Exonuclease III (ExoIII) is an enzyme that belongs to the exonuclease family. ExoIII catalyzes the stepwise removal of mononucleotides from 3´-hydroxyl termini of double-stranded DNA. A limited number of nucleotides are removed during each binding event, resulting in coordinated progressive deletions within the population of DNA molecules.

== Function ==
The preferred substrates are blunt or recessed 3´-termini, although ExoIII also acts at nicks in duplex DNA to produce single-strand gaps. The enzyme is not active on single-stranded DNA, and thus 3´-protruding termini are resistant to cleavage. The degree of resistance depends on the length of the extension, with extensions 4 bases or longer being essentially resistant to cleavage. This property is used to produce unidirectional deletions from a linear molecule with one resistant (3´-overhang) and one susceptible (blunt or 5´-overhang) terminus.

ExoIII activity depends partially on the DNA helical structure and displays sequence dependence (C>A=T>G).

ExoIII has also been reported to have RNase H, 3´-phosphatase and AP-endonuclease activities.

==Current Studies==
There are many different exonucleases and many are still to be discovered in bacteria, current studies are being conducted in E. coli. Many exonucleases fall into superfamilies with different domains of life proving that exonuclease III has shown to be ancient. Exonucleases evolved early in the history of life and have vital biological roles.

==Regulation==
Temperature, salt concentration and the ratio of enzyme to DNA greatly affect enzyme activity, requiring reaction conditions to be tailored to specific applications.

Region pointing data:
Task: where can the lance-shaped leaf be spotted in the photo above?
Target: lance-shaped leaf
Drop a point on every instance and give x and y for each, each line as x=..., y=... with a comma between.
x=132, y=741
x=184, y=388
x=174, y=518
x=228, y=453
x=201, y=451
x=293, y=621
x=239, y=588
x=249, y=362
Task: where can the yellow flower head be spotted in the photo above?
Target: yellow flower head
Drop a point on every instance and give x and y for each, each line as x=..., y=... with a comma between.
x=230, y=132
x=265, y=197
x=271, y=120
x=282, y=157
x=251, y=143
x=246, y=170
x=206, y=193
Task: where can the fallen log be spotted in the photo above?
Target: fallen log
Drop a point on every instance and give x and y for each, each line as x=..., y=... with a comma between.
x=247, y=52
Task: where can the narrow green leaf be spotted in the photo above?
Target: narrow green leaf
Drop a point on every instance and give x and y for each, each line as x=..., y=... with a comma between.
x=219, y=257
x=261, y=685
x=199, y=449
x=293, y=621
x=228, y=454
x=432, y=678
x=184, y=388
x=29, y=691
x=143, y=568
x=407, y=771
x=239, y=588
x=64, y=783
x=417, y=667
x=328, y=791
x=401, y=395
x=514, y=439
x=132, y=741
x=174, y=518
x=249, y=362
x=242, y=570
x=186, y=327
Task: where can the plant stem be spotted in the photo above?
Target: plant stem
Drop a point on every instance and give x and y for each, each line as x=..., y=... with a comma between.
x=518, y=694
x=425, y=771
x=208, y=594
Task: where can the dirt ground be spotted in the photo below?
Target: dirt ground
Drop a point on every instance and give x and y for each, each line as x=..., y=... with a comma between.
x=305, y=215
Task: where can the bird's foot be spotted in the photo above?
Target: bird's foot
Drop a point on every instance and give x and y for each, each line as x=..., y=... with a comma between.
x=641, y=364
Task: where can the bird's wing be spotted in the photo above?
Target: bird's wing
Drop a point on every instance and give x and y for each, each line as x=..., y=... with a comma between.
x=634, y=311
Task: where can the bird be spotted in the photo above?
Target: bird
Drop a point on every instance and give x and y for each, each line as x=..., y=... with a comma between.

- Set of tasks
[1] Quote everything in the exonuclease III passage above from "Exonuclease III (ExoIII)" down to "of DNA molecules.".
[2] Answer these questions from the exonuclease III passage above:
(a) What sequence dependence does ExoIII activity display?
(b) Extensions of how many bases or longer are essentially resistant to cleavage?
(c) Which three factors greatly affect the enzyme's activity?
[3] Decide whether each statement agrees with the exonuclease III passage above, and support each answer with the passage's own words:
(a) ExoIII is active on single-stranded DNA.
(b) ExoIII has been reported to have RNase H activity.
(c) ExoIII removes mononucleotides from 5´ termini of double-stranded DNA.

- Completed exercise
[1]
Exonuclease III (ExoIII) is an enzyme that belongs to the exonuclease family. ExoIII catalyzes the stepwise removal of mononucleotides from 3´-hydroxyl termini of double-stranded DNA. A limited number of nucleotides are removed during each binding event, resulting in coordinated progressive deletions within the population of DNA molecules.

[2]
(a) C>A=T>G
(b) 4 bases or longer
(c) Temperature, salt concentration and the ratio of enzyme to DNA

[3]
(a) No: "The enzyme is not active on single-stranded DNA"
(b) Yes: "ExoIII has also been reported to have RNase H, 3´-phosphatase and AP-endonuclease activities."
(c) No: "ExoIII catalyzes the stepwise removal of mononucleotides from 3´-hydroxyl termini of double-stranded DNA."